··· Data excerpts
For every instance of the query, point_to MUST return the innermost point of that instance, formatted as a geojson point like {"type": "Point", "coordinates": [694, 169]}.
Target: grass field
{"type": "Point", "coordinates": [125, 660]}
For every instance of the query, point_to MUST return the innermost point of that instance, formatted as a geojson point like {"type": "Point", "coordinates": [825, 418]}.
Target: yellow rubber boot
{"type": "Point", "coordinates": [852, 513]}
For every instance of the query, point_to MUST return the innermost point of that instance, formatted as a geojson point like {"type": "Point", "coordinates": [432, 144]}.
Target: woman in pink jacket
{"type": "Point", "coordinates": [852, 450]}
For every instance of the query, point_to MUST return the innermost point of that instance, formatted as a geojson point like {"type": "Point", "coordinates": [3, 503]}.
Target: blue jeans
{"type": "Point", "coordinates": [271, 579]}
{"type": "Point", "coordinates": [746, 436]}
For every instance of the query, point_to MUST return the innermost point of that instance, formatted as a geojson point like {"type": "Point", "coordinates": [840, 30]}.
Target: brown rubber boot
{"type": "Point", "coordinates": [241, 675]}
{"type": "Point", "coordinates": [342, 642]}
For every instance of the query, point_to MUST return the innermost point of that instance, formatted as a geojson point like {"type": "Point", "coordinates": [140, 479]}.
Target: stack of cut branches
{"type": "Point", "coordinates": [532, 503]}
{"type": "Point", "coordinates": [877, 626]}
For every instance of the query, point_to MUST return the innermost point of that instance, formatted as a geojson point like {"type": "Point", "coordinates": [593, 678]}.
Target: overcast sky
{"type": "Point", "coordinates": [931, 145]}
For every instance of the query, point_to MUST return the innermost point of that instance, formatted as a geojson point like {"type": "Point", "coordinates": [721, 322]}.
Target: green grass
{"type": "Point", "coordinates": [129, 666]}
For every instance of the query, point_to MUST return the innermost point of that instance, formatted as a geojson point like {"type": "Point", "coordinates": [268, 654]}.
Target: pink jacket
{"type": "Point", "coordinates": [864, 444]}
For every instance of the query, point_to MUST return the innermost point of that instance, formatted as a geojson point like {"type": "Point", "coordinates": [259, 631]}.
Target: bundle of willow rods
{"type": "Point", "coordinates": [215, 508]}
······
#### Your instructions
Please restate the whole listing word for word.

#### Solution below
For every instance of the query, point_to MUST return the innermost point of that instance, formatted as a geojson point like {"type": "Point", "coordinates": [694, 169]}.
Target: grass field
{"type": "Point", "coordinates": [125, 660]}
For every instance of the query, point_to MUST return the innermost point of that instance, formatted as a geojson point like {"type": "Point", "coordinates": [825, 418]}.
Target: yellow rubber boot
{"type": "Point", "coordinates": [852, 513]}
For every instance of the query, point_to MUST return the innermost point of that instance, formatted as a geojson point like {"type": "Point", "coordinates": [432, 144]}.
Target: woman in pink jacket
{"type": "Point", "coordinates": [852, 450]}
For every instance of the query, point_to MUST return the innermost point of that instance, formatted as a geojson point like {"type": "Point", "coordinates": [3, 503]}.
Target: blue jeans
{"type": "Point", "coordinates": [271, 579]}
{"type": "Point", "coordinates": [746, 436]}
For every instance of the query, point_to MUST return the innermost point of that instance, formatted as a geojson point like {"type": "Point", "coordinates": [840, 30]}.
Target: brown rubber boot
{"type": "Point", "coordinates": [241, 675]}
{"type": "Point", "coordinates": [342, 642]}
For every instance of the query, point_to MUST return the innermost point of that instance, formatted as a geojson point like {"type": "Point", "coordinates": [140, 479]}.
Target: stack of cut branches
{"type": "Point", "coordinates": [532, 503]}
{"type": "Point", "coordinates": [877, 626]}
For every instance of the query, point_to MUST return the innermost point of that instance, formatted as a geojson point like {"type": "Point", "coordinates": [593, 678]}.
Target: overcast sky
{"type": "Point", "coordinates": [931, 145]}
For every instance of the query, point_to MUST return the innermost point of that instance, formatted as a geojson point like {"type": "Point", "coordinates": [721, 322]}.
Target: green grass
{"type": "Point", "coordinates": [129, 666]}
For every instance of the query, point_to MUST return the innermost point of that instance, formatted as a geojson point like {"type": "Point", "coordinates": [268, 654]}.
Target: pink jacket
{"type": "Point", "coordinates": [864, 444]}
For every instance of the query, point_to MUST return the innermost point of that instance, formatted as a geojson point like {"type": "Point", "coordinates": [259, 631]}.
Target: bundle of willow rods
{"type": "Point", "coordinates": [215, 508]}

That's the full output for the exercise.